The task:
Go over the entries and report the lines where the word "stone" occurs.

── Provided records ──

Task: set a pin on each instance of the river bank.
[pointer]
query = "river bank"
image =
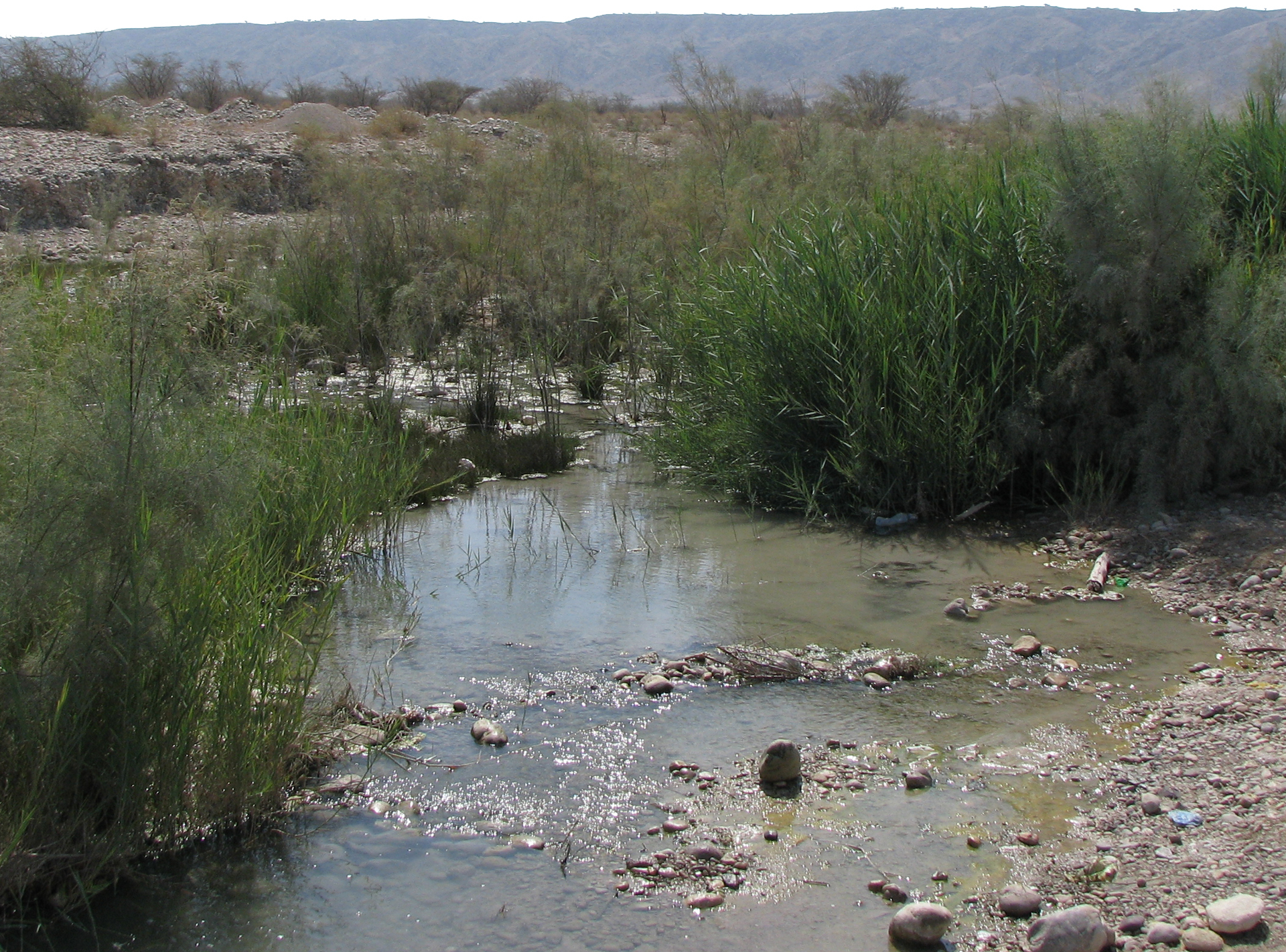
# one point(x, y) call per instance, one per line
point(1210, 746)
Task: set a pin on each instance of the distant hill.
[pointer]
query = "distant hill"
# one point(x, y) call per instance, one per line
point(957, 58)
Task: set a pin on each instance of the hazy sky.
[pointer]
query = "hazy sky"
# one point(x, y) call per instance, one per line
point(26, 18)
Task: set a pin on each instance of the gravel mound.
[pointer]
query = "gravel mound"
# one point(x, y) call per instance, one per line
point(240, 110)
point(323, 114)
point(124, 107)
point(170, 110)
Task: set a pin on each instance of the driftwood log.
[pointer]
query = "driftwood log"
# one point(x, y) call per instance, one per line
point(1098, 574)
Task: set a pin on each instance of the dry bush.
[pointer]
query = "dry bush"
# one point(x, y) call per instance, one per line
point(109, 125)
point(397, 124)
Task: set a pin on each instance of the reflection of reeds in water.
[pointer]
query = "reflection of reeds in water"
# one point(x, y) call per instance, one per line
point(174, 558)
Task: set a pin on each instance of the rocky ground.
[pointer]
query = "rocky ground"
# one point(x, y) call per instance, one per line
point(64, 191)
point(1192, 812)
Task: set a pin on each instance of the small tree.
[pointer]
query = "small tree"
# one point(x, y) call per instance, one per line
point(437, 95)
point(353, 93)
point(47, 85)
point(521, 94)
point(148, 78)
point(876, 99)
point(299, 90)
point(204, 85)
point(714, 99)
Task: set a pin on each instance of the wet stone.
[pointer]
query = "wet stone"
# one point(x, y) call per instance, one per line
point(1078, 929)
point(1132, 925)
point(1164, 935)
point(893, 892)
point(1198, 939)
point(920, 924)
point(780, 763)
point(1238, 914)
point(1017, 901)
point(1025, 645)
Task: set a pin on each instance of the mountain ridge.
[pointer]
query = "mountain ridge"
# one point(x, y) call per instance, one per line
point(956, 58)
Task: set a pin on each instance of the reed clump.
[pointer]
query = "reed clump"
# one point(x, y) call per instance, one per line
point(173, 558)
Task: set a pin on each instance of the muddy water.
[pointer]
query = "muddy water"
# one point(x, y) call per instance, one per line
point(526, 594)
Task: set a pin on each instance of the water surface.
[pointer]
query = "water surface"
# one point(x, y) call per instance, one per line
point(525, 594)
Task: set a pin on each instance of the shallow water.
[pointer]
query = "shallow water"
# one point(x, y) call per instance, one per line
point(526, 587)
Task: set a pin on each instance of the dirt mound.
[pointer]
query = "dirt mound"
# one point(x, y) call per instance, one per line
point(240, 110)
point(322, 114)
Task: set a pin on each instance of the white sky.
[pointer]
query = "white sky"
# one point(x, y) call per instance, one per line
point(26, 18)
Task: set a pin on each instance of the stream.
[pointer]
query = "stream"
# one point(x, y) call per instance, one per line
point(522, 597)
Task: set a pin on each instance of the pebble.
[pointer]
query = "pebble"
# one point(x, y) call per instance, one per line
point(920, 924)
point(1025, 645)
point(705, 851)
point(780, 763)
point(704, 901)
point(1198, 939)
point(893, 892)
point(1132, 925)
point(349, 783)
point(1017, 901)
point(1078, 929)
point(918, 779)
point(1238, 914)
point(658, 684)
point(1164, 935)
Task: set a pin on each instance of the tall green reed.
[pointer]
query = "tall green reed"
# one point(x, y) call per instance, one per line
point(173, 559)
point(883, 358)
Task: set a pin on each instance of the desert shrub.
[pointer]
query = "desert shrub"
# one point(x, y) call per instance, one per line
point(149, 78)
point(397, 124)
point(520, 95)
point(47, 84)
point(430, 96)
point(353, 93)
point(299, 90)
point(206, 85)
point(109, 125)
point(884, 359)
point(1167, 378)
point(171, 568)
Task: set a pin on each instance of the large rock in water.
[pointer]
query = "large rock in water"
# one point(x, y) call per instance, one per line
point(1238, 914)
point(1079, 929)
point(780, 763)
point(1019, 901)
point(920, 924)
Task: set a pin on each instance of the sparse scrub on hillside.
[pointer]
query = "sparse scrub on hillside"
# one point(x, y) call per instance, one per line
point(520, 95)
point(47, 84)
point(148, 78)
point(439, 95)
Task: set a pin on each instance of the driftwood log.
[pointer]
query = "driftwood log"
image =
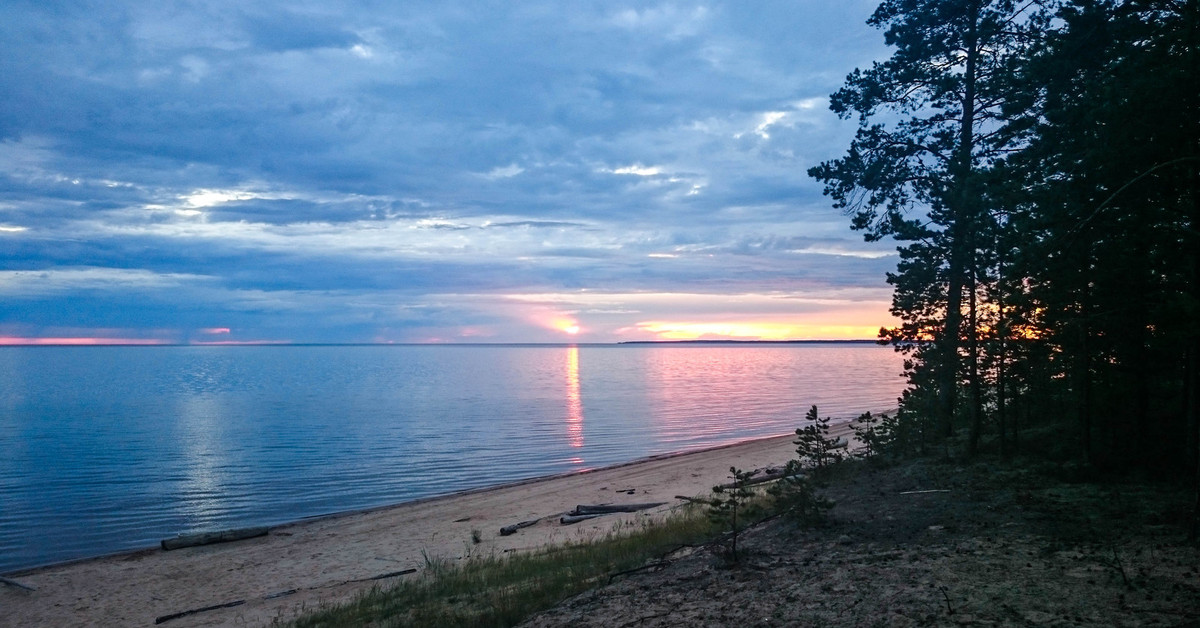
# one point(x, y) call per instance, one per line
point(605, 509)
point(196, 611)
point(208, 538)
point(511, 530)
point(16, 584)
point(575, 519)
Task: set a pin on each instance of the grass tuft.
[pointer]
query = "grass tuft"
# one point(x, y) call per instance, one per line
point(502, 591)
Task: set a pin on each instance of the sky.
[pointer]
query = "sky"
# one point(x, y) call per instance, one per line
point(229, 172)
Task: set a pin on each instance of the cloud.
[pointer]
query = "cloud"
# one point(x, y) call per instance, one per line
point(353, 172)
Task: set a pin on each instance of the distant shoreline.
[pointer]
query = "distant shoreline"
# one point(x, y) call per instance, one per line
point(624, 342)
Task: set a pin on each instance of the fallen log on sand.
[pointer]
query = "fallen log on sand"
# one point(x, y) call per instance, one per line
point(511, 530)
point(575, 519)
point(208, 538)
point(16, 584)
point(605, 509)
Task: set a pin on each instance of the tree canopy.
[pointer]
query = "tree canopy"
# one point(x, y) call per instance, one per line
point(1038, 165)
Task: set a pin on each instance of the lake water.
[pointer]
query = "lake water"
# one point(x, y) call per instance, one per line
point(112, 448)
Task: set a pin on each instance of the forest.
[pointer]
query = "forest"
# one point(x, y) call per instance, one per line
point(1038, 166)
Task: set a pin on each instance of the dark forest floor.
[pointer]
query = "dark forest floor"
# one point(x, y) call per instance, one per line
point(997, 544)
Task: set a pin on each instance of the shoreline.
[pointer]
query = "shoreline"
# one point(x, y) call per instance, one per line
point(330, 558)
point(465, 492)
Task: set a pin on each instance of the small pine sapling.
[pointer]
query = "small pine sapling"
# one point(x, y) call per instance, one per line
point(815, 448)
point(796, 497)
point(729, 503)
point(875, 436)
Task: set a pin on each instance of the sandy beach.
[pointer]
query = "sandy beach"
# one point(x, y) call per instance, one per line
point(324, 561)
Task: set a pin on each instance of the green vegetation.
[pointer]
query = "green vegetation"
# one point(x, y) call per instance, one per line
point(729, 502)
point(815, 449)
point(499, 591)
point(1038, 163)
point(504, 590)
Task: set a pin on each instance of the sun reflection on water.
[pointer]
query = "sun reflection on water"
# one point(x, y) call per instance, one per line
point(574, 402)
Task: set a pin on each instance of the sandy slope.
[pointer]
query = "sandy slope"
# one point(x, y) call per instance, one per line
point(317, 562)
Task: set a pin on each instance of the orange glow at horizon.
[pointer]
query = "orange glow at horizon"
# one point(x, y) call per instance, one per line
point(756, 330)
point(564, 324)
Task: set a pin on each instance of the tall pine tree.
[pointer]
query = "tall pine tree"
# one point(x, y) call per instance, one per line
point(931, 124)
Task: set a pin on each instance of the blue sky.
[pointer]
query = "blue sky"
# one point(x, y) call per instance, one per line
point(415, 172)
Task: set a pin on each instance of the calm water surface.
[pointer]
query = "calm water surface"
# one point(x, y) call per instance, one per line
point(113, 448)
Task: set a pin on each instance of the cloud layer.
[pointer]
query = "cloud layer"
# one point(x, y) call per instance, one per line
point(337, 172)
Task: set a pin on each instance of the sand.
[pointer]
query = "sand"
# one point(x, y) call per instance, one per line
point(325, 561)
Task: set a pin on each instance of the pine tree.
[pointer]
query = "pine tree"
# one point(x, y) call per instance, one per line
point(930, 125)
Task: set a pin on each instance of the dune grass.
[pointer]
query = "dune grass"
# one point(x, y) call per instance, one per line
point(501, 591)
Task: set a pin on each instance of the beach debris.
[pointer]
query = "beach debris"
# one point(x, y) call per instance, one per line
point(575, 519)
point(605, 509)
point(389, 574)
point(511, 530)
point(759, 476)
point(208, 538)
point(585, 512)
point(16, 584)
point(166, 618)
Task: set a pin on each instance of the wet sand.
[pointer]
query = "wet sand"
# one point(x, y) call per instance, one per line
point(316, 562)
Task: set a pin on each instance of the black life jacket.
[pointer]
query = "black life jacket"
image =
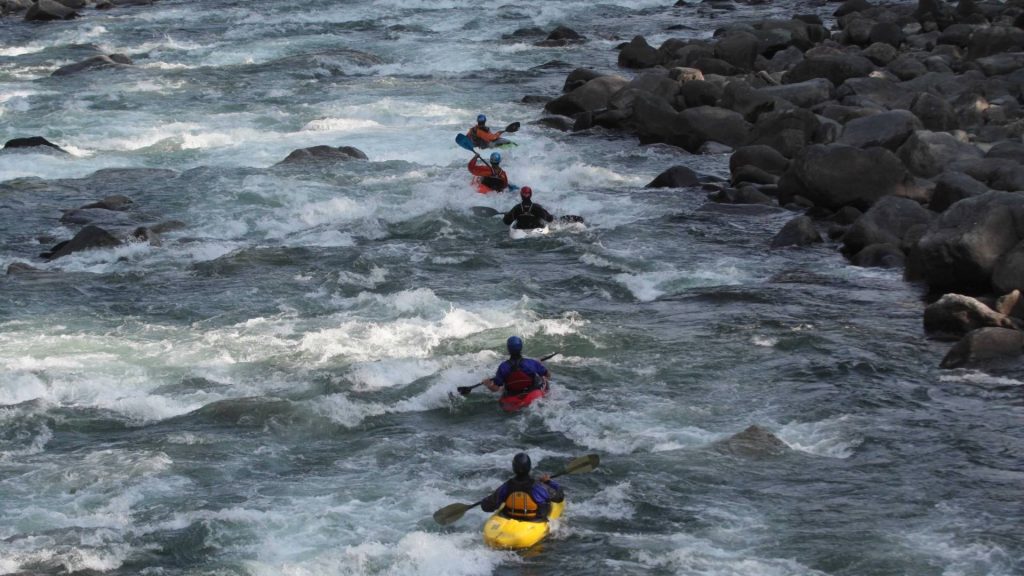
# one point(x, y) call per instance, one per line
point(518, 381)
point(520, 503)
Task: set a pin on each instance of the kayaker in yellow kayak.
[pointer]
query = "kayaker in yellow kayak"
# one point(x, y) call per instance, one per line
point(524, 497)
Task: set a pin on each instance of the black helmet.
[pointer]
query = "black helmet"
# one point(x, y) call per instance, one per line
point(521, 464)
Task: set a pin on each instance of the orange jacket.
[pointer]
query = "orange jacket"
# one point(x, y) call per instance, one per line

───

Exercise output:
Task: set a pin on each instance of the wet stone.
query = "wet stone"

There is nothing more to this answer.